#### Data under study

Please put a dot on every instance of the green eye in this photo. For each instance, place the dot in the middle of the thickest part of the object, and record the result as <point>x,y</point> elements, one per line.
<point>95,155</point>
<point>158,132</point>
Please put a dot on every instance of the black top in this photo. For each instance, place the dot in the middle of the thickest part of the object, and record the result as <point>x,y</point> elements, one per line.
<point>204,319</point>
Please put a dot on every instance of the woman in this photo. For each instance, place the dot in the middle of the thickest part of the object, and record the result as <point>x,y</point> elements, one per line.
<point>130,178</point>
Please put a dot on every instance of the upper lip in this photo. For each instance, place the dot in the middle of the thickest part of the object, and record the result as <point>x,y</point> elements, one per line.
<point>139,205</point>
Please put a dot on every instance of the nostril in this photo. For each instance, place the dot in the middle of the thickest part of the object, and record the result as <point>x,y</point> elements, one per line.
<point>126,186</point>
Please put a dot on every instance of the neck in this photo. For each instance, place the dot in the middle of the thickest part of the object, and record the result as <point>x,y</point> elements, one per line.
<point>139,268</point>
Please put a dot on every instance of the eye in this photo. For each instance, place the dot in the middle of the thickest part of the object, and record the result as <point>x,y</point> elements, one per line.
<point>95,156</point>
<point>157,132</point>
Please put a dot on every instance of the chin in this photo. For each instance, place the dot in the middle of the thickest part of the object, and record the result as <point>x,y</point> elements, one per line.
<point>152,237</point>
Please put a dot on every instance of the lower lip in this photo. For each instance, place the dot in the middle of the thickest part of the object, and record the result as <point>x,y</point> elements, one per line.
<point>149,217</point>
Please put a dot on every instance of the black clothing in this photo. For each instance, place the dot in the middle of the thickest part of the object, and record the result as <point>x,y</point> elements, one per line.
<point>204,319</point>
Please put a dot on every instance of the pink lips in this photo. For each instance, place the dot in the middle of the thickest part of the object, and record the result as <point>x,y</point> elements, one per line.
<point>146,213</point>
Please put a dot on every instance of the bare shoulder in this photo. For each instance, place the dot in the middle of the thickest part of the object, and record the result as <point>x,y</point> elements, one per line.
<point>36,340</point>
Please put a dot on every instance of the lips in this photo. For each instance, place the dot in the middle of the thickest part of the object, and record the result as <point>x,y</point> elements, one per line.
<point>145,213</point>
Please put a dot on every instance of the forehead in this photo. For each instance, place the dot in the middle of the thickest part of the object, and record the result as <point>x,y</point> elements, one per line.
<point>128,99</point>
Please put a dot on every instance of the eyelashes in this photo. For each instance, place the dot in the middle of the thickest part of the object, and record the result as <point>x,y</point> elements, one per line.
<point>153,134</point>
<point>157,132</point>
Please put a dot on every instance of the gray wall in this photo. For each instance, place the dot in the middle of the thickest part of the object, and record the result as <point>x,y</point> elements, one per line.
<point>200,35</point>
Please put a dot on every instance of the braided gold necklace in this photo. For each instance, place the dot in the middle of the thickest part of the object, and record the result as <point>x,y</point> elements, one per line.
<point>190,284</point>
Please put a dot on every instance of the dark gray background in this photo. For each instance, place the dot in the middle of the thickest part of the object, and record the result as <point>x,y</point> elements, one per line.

########

### About this exercise
All of the entries are to be transcribed exactly.

### Written answer
Please put a dot on every instance of the green eye in this photo. For each instance, place the dot in the middle of the thickest part of the object, and record the result as <point>x,y</point> elements, one per line.
<point>95,155</point>
<point>158,132</point>
Please put a dot on every instance of the black top in this photo. For each instance, place the dot in the middle of the thickest part of the object, and record the result as <point>x,y</point> elements, one per line.
<point>204,319</point>
Please put a dot on every instance of the woman in this photo. For each instance, place the dot in the middle of the thickest part of the object, and record the result as <point>x,y</point> elements, one per line.
<point>130,178</point>
Please put a dot on every instance of the upper lip in this photo. For each instance, place the dot in the middle of the thickest part of the object, and record the result as <point>x,y</point> elements, one per line.
<point>139,205</point>
Please put a dot on every instance of the nostril in this photo. For each instance, place the dot in the middle of the thickest part of the object, and record the result as <point>x,y</point> elements, one per line.
<point>126,186</point>
Please put a dot on every instance of the neck in this photo. For each instance, place the dot in the middle of the thickest part of the object, and record the result as <point>x,y</point> elements, one per line.
<point>139,268</point>
Please put a dot on every instance of the eye in this photo. For each instance, place the dot in the middle of the thickest part of the object, and record the result as <point>x,y</point> elements, one per line.
<point>95,156</point>
<point>157,132</point>
Please put a dot on every instance of the chin in this photo. For each instance, place the dot in the middle of the thickest part of the object, and record the result as <point>x,y</point> elements, one per line.
<point>152,237</point>
Please put a dot on every instance of the lower lip in this photo. For each instance, place the dot in the middle of the thickest part of the object, and record the result as <point>x,y</point> elements, one per line.
<point>149,217</point>
Please put a dot on every instance of the black clothing in this photo. For each instance, place the dot in the middle of the thickest part of the object, and record the result as <point>x,y</point> elements, one per line.
<point>204,319</point>
Please put a dot on every instance of the pink lips in this photo. For each instance, place the dot in the middle of the thickest part of the object, and record the result as <point>x,y</point> elements, one per line.
<point>146,213</point>
Please put a dot on every instance of the bare shoulder in this photo. For each instance, place the dot in the middle of the thickest part of the object, and record the result as <point>x,y</point> elements, one per line.
<point>36,340</point>
Please put a dot on every instance of the lips in this photo. For each instance, place the dot in the middle of the thickest part of the object, and record the result as <point>x,y</point> elements, one per line.
<point>145,213</point>
Please put a dot on every instance of the forehead in this photo. For each instance, place the dot in the middle of the thickest part of the object, and record the result as <point>x,y</point> elements, one per line.
<point>128,99</point>
Please put a dot on every instance of the eyelashes in this photo. For each instance, place the dot in the middle of the thickest part of the object, and record the result as <point>x,y</point> elements, one per line.
<point>153,134</point>
<point>157,132</point>
Please put a dot on every instance of the gray wall in this photo. For each instance, place the dot in the middle of the thickest part of the object, and record the result as <point>x,y</point> elements, one per line.
<point>200,35</point>
Please put a dot on every instance of the braided gold necklace in this photo. For each instance, place the dot in the middle of the thickest part of the object, and record the result as <point>x,y</point> elements, one per line.
<point>190,284</point>
Please put a dot on every instance of the dark gray background in this photo. For each instance, place the dot in the middle of the thickest part of the object, and record the result as <point>x,y</point> elements, one per line.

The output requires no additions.